** start Dataset extract **

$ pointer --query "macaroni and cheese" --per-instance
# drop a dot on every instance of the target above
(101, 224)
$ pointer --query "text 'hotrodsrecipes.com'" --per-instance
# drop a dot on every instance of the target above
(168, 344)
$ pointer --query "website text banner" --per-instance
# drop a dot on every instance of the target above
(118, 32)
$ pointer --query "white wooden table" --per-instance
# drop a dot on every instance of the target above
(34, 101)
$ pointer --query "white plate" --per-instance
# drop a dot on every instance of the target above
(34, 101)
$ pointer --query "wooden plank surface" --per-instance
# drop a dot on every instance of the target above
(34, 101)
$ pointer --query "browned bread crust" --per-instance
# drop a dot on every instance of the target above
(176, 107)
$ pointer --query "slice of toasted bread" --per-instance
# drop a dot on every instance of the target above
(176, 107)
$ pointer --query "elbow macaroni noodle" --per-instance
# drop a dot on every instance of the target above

** end Dataset extract **

» **Direction**:
Reproduce the entire listing above line for line, keeping every character unchanged.

» **Reply to the exercise**:
$ pointer --query "macaroni and cheese" --per-instance
# drop a dot on every instance of the target above
(101, 224)
$ pointer --query "text 'hotrodsrecipes.com'" --per-instance
# drop a dot on every instance of the target above
(168, 344)
$ pointer --query "website text banner" --per-instance
# drop a dot on every instance of the target above
(118, 32)
$ pointer --query "white wooden table" --per-instance
# drop a dot on every instance of the target above
(34, 101)
$ pointer --query "white plate" --per-instance
# drop a dot on every instance of the target above
(34, 101)
$ pointer --query "wooden plank surface" --per-instance
# drop a dot on every instance of the target above
(34, 101)
$ pointer --query "browned bread crust" --per-instance
# drop a dot on every instance of the target above
(176, 107)
$ pointer --query "slice of toasted bread" --per-instance
# drop a dot on every instance of the target above
(176, 107)
$ pointer --query "elbow macaroni noodle" --per-instance
# drop a dot on every instance of the target above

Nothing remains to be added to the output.